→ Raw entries
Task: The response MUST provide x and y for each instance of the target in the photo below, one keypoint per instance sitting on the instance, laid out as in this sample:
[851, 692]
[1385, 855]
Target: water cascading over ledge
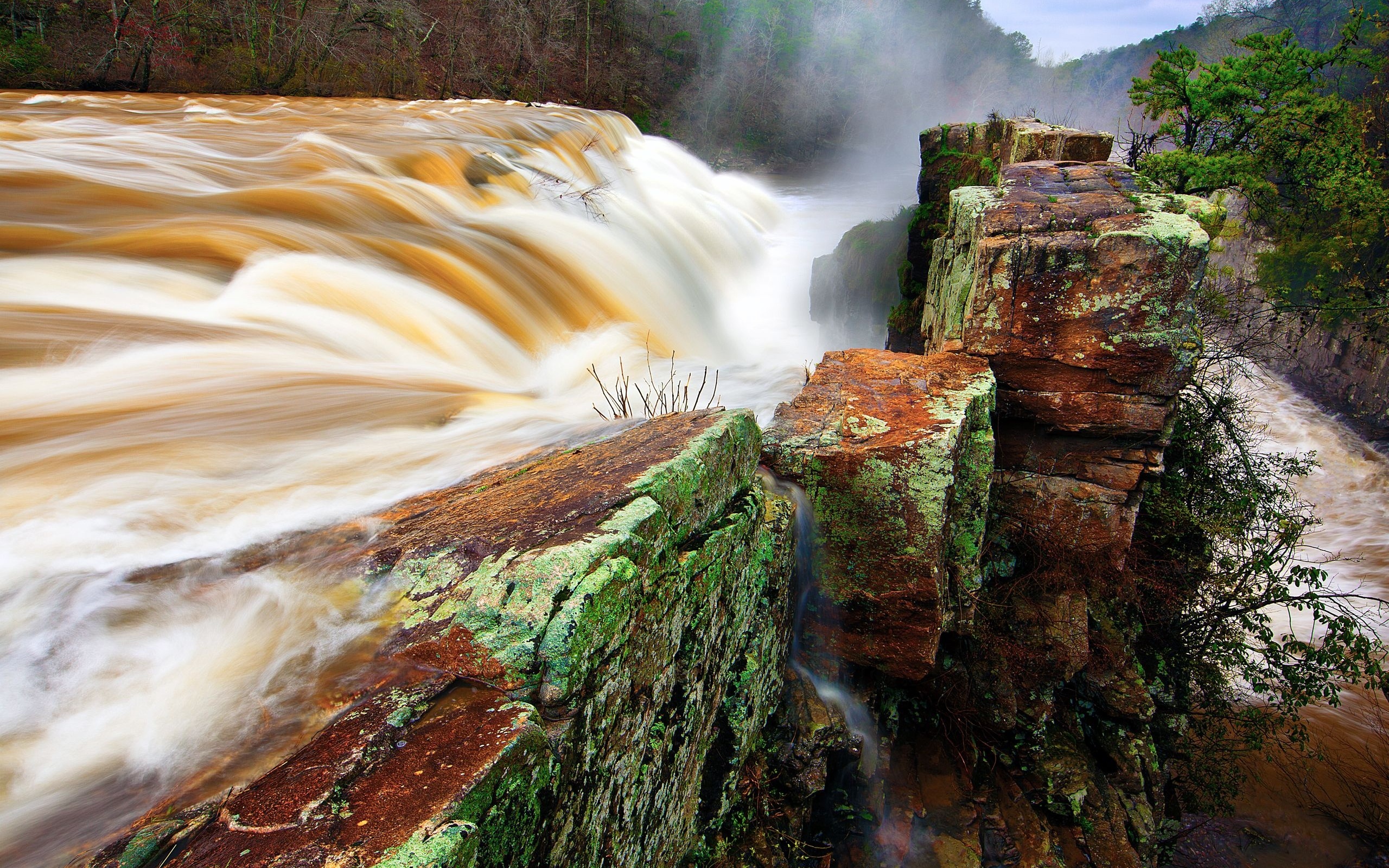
[1016, 718]
[582, 660]
[228, 320]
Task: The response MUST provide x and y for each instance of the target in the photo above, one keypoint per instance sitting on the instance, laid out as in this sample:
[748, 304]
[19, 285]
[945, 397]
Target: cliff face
[599, 634]
[1016, 717]
[588, 661]
[952, 156]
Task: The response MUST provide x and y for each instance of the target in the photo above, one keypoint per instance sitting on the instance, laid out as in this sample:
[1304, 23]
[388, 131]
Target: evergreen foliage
[1299, 132]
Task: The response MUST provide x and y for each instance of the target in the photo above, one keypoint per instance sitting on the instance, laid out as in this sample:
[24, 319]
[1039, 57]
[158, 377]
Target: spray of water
[812, 664]
[222, 320]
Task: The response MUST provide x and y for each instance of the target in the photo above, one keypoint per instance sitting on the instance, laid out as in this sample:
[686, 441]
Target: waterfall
[228, 318]
[812, 664]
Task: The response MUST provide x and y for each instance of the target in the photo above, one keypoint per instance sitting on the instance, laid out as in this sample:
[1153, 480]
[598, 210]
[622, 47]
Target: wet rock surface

→ WORK TO BE COMPLETED
Rewrite all the entries above with "cliff face" swapped for "canyon wall" and nothing else altered, and omit the pictures.

→ EXPECTED ANSWER
Task: The response MUST provide x and y for each instance of the target in the photo below, one keypoint per instance sitting on the instance, laid out as in this sample:
[851, 692]
[1385, 855]
Target: water cascading over ledge
[1016, 718]
[582, 660]
[228, 320]
Task: The response MUST provide x and y for each instance of the target in the photo above, one keypoint per instance sitting on the instance, laid out as in this sample:
[748, 304]
[19, 285]
[945, 397]
Target: canyon wall
[599, 634]
[1016, 717]
[588, 661]
[952, 156]
Task: The response MUST provide x and y for each instance of the target in the photo above, one keypoint per instance sitting on the instance, laid out as in this sample:
[1304, 23]
[388, 131]
Target: evergreen foliage
[1299, 132]
Task: The response MUST provide x and y for each instance of the target in the photo above, one keypoint per instance sitting on the instance, laid out as in this sample:
[24, 319]
[1039, 57]
[158, 377]
Target: spray of water
[812, 664]
[222, 320]
Task: The response MUST provide x and y for each instance of the target in the photo above, one keypoint per instance sitting on the instance, laid out as in this sample:
[686, 441]
Target: waterfall
[228, 318]
[812, 664]
Task: The response MUST provide x and y for each instance of the target in the photo above, one keypoint per instance sitting on the instance, laid out as in this sample:
[1153, 480]
[598, 210]
[622, 47]
Target: wet rock surface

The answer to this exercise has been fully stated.